- Stated exercise:
Report every line in the records below that contains the word "white".

- Extracted records:
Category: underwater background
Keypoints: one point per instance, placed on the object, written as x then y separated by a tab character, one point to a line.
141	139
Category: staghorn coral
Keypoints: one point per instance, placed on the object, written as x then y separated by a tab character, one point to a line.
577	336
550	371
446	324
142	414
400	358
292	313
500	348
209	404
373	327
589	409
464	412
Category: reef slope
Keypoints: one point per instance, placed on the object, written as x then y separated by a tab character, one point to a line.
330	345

--

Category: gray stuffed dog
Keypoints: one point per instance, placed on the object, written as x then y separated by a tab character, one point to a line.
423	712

* * *

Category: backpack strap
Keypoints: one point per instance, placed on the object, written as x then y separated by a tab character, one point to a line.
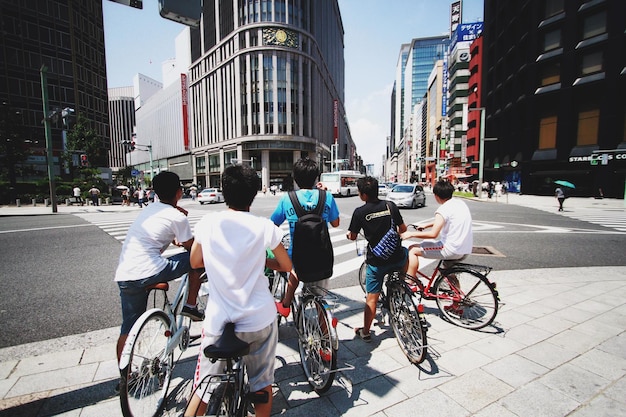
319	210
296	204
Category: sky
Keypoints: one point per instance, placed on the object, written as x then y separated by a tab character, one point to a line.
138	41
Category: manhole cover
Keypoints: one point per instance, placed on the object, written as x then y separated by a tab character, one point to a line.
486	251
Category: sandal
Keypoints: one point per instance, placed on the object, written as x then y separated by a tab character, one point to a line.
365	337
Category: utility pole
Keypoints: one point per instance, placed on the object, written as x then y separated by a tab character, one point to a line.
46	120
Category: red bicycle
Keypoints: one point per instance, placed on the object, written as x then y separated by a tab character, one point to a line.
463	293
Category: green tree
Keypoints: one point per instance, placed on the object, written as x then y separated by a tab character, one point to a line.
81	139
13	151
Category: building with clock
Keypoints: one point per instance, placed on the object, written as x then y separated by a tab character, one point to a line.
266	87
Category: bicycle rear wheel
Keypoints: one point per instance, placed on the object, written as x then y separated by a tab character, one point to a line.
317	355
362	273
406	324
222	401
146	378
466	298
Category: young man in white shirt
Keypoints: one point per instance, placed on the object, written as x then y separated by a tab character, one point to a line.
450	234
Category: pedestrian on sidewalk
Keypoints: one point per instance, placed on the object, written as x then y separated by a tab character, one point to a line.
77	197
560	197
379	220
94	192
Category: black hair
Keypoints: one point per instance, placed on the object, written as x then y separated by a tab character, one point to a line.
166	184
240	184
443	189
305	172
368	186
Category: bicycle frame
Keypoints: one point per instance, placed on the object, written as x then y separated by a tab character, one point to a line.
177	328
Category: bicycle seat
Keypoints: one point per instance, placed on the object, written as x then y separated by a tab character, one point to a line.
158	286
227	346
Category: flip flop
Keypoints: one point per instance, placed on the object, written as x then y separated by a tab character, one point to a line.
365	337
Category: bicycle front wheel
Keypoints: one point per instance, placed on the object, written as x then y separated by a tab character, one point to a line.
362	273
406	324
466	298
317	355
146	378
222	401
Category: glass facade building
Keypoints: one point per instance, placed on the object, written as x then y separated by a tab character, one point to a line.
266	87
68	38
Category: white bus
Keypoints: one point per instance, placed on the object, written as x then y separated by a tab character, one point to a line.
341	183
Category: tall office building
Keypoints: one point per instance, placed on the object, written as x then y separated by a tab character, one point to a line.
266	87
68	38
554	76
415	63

- Completed exercise:
Category: young man in white shirt
Category: white bus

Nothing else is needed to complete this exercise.